■ Material for this task ■

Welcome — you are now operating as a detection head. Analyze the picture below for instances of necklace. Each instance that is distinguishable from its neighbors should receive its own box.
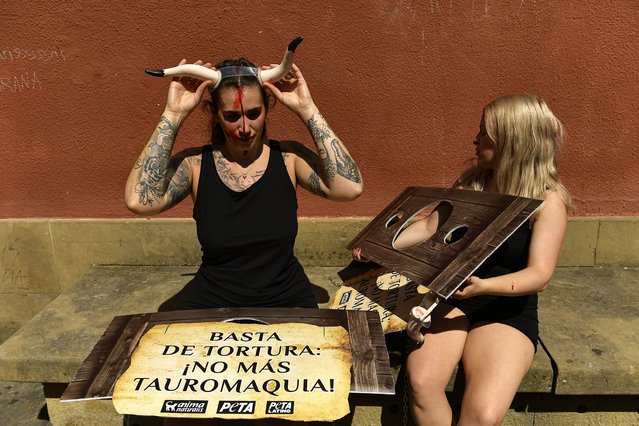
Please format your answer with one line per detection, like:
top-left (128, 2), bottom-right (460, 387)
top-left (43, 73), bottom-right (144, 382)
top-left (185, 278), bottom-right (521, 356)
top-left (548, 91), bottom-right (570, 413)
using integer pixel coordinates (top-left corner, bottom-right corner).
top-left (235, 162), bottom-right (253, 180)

■ Exercise details ■
Write down exactly the line that contains "Please format your" along with all later lines of the material, ending at its final line.

■ Expected output ■
Please format your answer with one line per detection, like:
top-left (128, 2), bottom-right (460, 387)
top-left (43, 73), bottom-right (144, 382)
top-left (185, 278), bottom-right (521, 356)
top-left (548, 91), bottom-right (570, 413)
using integer pixel coordinates (top-left corner, bottom-right corner).
top-left (235, 162), bottom-right (253, 180)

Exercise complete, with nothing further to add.